= Extrait cité =
Nous avions remarqué, le 17 septembre, après l'annonce de l'acceptation de l'Irak des inspecteurs de l'ONU, combien les Américains étaient peu intéressés par la nouvelle. Peu d'articles, peu ou pas de commentaires. Même des sites mi-oppositionnels, mi-dissidents (Antiwar, Cursor, etc), mentionnaient la chose en citant un ou deux articles, puis passaient à autre chose, ou bien n'y venaient qu'après deux ou trois autres sujets d'abord traités. Le 17 au soir (le matin pour les USA), CNN ne parlait quasiment pas de cette affaire. Cette indifférence alla même jusqu'à nous troubler : n'aurions pas mal compris les nouvelles ?

Nous n'avions pas mal compris. L'acceptation de Saddam, le 16 septembre, représente dans le jeu tactique en cours, quoiqu'il en soit des intentions, des vertus diverses et des pensées détestables des uns et des autres, un coup favorable à l'Irak et (surtout) aux adversaires dissimulés (ils sont légion à l'ONU) de la guerre américaine. Nous dirions même que, depuis l'invasion du Koweït le 1er août 1990, c'est la première fois que Saddam semble faire preuve d'un peu de jugeotte politique. Depuis, comme on le sait, le regroupement que les USA avaient forcé à l'ONU sous la pression de menaces et promesses diverses a connu une fortune diverse.

Donc, nous n'avions pas mal compris. Reste le mystère américain de ce silence, de cette indifférence du 17 septembre. Un article du Guardian du 18 septembre, — entre autres, mais celui-ci est remarquablement disert et clair sur le sujet — nous en donnait une description et tentait de la compléter par une explication vague et générale. Voici une citation :

« The word from the White House was that they had expected this all along. The offer from Iraq to re-admit weapons inspectors was “no surprise”, according to the usual, anonymous, administration sources in their early morning response yesterday. Much of the US media took them at their word: one of the network breakfast shows decided it was such a mundane development that its headline was about the death sentence passed on a California child killer.

= Entrées fournies =
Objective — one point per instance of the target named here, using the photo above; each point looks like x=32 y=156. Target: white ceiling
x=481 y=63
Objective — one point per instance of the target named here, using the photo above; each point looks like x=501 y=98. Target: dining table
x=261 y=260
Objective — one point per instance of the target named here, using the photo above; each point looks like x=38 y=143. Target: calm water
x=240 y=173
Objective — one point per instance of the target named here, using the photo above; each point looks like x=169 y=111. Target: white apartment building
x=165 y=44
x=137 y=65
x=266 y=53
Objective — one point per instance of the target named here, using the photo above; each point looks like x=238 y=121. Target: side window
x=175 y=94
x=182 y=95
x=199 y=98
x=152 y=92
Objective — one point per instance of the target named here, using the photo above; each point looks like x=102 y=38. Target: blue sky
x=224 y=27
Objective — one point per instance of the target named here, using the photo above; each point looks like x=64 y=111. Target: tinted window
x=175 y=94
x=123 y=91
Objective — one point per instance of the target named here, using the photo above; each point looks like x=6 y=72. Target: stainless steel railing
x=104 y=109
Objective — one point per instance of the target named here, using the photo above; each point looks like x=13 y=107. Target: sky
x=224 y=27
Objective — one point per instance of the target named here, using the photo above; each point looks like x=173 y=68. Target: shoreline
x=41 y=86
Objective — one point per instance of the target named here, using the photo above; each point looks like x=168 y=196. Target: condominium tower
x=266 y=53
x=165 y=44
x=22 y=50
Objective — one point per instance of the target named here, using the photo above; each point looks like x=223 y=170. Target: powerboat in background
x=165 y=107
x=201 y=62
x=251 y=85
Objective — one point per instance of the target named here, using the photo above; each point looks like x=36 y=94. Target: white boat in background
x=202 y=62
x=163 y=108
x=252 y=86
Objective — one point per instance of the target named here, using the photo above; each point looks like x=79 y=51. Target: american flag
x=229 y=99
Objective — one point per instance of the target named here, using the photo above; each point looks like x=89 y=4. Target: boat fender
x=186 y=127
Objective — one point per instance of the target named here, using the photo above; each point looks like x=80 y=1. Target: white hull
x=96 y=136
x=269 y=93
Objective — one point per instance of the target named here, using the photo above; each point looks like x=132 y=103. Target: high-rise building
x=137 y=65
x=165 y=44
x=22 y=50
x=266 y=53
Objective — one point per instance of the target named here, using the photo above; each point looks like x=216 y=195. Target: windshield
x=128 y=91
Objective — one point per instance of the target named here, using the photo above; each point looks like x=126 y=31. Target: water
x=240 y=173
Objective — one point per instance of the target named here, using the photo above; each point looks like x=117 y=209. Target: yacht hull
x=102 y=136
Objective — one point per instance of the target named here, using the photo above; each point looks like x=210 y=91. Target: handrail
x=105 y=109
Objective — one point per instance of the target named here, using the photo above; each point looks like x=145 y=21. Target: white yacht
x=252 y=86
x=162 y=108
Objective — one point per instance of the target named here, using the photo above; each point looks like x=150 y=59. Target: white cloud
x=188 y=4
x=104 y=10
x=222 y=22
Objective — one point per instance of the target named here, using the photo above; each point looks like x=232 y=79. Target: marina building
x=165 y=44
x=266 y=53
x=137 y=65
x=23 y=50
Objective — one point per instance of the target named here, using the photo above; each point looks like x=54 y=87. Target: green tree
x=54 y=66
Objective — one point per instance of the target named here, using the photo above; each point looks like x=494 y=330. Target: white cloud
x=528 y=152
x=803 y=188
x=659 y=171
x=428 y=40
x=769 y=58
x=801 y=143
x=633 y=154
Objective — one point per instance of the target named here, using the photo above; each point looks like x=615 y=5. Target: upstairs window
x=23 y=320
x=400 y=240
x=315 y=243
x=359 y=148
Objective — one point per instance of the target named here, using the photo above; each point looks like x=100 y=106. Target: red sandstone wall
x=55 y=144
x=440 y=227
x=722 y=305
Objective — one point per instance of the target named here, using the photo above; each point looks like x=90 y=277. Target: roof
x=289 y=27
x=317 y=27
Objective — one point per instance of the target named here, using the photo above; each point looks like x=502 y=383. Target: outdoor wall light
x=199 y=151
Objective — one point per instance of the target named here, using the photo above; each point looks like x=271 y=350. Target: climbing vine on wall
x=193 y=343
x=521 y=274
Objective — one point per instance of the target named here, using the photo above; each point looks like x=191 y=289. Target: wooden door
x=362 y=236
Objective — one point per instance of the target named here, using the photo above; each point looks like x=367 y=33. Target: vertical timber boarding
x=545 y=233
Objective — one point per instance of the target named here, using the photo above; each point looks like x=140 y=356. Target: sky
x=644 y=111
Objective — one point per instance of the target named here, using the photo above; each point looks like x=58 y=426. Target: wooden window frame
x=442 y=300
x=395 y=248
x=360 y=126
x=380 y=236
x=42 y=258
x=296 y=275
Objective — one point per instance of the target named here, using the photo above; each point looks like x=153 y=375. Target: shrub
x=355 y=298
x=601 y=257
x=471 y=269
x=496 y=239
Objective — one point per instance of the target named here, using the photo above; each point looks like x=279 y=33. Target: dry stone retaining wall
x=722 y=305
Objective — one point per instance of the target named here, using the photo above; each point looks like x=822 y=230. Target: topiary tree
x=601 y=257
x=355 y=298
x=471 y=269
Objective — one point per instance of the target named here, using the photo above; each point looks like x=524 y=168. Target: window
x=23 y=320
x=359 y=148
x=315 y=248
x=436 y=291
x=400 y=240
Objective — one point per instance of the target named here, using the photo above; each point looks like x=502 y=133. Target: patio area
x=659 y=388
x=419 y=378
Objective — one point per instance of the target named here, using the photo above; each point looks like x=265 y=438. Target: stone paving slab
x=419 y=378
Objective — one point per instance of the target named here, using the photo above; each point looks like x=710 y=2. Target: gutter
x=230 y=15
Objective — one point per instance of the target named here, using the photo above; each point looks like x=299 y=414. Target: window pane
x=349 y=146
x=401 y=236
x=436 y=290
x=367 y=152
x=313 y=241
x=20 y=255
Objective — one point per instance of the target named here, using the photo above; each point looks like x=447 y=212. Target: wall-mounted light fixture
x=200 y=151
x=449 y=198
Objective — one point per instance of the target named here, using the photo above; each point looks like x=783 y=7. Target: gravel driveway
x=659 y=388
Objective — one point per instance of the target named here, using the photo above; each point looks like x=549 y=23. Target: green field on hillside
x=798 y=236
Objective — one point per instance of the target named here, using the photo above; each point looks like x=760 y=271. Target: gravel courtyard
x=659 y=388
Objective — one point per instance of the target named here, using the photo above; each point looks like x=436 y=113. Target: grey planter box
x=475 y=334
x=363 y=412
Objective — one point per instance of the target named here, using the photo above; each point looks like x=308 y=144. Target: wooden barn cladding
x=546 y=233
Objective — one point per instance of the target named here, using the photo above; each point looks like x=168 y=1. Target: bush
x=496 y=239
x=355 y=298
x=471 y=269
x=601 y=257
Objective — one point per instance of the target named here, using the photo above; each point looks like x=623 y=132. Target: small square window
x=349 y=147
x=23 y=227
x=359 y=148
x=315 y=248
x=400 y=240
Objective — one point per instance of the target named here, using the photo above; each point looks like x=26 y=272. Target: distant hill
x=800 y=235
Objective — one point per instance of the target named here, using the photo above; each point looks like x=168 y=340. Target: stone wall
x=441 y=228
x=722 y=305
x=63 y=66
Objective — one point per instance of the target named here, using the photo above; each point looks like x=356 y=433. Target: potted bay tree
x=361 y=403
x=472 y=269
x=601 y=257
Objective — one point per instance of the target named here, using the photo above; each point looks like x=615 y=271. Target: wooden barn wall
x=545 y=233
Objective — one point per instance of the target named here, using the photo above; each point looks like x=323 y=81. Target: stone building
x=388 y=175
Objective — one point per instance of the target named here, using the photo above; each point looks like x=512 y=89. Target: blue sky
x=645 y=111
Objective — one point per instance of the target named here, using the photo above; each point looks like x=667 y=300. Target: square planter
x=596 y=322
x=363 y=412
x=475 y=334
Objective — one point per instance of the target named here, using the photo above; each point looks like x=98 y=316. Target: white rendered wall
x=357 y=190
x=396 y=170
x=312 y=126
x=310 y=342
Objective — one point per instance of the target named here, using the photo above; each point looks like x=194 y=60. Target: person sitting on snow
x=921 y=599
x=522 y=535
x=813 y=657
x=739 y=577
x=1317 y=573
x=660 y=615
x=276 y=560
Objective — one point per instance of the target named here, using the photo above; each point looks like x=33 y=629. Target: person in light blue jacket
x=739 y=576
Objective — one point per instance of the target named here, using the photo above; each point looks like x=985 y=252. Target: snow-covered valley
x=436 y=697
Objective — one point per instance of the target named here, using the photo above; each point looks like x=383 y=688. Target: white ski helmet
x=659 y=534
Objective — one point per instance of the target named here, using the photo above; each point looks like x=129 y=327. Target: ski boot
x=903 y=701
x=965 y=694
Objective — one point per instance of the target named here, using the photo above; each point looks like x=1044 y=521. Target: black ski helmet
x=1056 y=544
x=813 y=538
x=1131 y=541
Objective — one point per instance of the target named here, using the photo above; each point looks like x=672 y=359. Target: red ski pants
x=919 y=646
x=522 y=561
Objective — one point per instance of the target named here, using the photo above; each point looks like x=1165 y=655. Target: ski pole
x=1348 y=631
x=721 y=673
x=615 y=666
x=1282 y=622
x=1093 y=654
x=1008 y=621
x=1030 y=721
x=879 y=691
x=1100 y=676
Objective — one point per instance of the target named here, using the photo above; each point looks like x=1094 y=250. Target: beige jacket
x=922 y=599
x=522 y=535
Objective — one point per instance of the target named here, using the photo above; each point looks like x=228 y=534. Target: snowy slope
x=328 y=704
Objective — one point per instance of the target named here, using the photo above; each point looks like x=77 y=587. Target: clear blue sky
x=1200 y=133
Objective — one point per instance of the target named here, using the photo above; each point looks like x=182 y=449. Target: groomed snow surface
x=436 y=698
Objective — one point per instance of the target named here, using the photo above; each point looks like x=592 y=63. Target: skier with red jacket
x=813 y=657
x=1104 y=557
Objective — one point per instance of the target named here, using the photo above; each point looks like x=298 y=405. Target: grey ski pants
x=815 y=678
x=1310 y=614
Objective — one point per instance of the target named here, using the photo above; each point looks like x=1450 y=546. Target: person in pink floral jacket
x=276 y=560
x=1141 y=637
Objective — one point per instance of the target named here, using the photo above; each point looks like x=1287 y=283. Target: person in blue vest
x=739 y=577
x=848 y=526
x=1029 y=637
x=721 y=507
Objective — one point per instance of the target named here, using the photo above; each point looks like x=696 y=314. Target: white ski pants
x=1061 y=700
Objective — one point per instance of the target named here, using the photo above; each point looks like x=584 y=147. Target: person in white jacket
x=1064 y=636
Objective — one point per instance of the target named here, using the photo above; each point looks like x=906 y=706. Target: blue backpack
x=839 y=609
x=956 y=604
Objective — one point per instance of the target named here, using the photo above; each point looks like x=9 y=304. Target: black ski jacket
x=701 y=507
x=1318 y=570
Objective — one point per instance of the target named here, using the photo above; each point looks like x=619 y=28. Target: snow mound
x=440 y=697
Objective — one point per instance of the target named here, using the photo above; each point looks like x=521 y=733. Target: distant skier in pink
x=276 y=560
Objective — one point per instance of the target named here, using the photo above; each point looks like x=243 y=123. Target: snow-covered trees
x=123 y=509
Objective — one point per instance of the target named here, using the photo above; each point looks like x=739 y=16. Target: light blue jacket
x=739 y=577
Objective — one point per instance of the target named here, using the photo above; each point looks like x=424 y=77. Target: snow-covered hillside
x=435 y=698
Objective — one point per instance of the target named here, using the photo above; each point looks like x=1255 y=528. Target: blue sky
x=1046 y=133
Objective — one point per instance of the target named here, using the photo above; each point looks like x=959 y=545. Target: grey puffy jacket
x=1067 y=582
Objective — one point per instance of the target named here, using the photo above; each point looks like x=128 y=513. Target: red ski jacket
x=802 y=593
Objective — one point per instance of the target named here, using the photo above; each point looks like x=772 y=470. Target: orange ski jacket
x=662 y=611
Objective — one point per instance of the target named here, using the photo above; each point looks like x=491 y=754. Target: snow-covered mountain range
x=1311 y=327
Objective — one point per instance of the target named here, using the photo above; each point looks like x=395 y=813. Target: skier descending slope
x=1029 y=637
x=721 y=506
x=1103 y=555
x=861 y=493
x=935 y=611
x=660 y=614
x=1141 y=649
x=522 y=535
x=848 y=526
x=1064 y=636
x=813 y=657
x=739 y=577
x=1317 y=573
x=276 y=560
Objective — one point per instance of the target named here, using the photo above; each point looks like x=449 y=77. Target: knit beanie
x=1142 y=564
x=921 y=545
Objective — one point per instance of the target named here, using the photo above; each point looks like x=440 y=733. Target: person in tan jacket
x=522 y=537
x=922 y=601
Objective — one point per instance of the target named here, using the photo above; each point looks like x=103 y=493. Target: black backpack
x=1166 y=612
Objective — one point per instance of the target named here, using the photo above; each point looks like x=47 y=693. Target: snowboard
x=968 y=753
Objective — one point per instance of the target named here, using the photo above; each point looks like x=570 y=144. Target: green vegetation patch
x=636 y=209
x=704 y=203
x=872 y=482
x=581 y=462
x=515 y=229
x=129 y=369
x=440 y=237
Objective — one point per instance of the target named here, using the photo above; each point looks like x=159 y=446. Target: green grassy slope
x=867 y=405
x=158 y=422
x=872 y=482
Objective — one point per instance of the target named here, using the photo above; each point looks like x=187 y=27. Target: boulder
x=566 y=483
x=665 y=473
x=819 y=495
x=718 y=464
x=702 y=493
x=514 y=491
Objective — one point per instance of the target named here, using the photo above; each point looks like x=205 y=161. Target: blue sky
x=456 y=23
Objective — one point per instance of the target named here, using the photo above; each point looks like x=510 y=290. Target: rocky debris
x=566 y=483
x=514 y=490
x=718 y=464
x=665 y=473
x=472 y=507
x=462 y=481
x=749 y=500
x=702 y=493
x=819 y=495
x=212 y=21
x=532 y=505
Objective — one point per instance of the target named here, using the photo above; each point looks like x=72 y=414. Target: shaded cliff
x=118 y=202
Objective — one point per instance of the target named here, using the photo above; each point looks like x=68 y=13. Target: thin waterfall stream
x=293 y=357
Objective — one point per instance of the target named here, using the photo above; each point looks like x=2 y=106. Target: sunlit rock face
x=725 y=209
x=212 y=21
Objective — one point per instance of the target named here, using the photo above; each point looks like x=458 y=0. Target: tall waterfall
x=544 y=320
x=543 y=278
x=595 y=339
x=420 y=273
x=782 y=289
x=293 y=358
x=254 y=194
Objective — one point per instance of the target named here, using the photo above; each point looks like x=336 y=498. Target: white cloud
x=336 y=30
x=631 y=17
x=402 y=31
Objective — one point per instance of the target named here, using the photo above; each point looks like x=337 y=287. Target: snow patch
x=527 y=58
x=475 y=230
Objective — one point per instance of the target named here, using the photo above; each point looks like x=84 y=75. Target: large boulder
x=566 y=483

= Tâches à réaliser =
**A.** Dressez la liste de toutes les dates distinctes mentionnées dans l'extrait cité, dans leur ordre de première apparition.
**B.** Recopiez fidèlement la partie de l'extrait cité qui s'ouvre sur les mots contenant "Nous avions remarqué, le" et se clôt sur "compris les nouvelles ?".
Il n'est pas nécessaire de consulter les entrées.

= Corrigé =
**A.** le 17 septembre, le 16 septembre, le 1er août 1990, le 18 septembre

**B.**
Nous avions remarqué, le 17 septembre, après l'annonce de l'acceptation de l'Irak des inspecteurs de l'ONU, combien les Américains étaient peu intéressés par la nouvelle. Peu d'articles, peu ou pas de commentaires. Même des sites mi-oppositionnels, mi-dissidents (Antiwar, Cursor, etc), mentionnaient la chose en citant un ou deux articles, puis passaient à autre chose, ou bien n'y venaient qu'après deux ou trois autres sujets d'abord traités. Le 17 au soir (le matin pour les USA), CNN ne parlait quasiment pas de cette affaire. Cette indifférence alla même jusqu'à nous troubler : n'aurions pas mal compris les nouvelles ?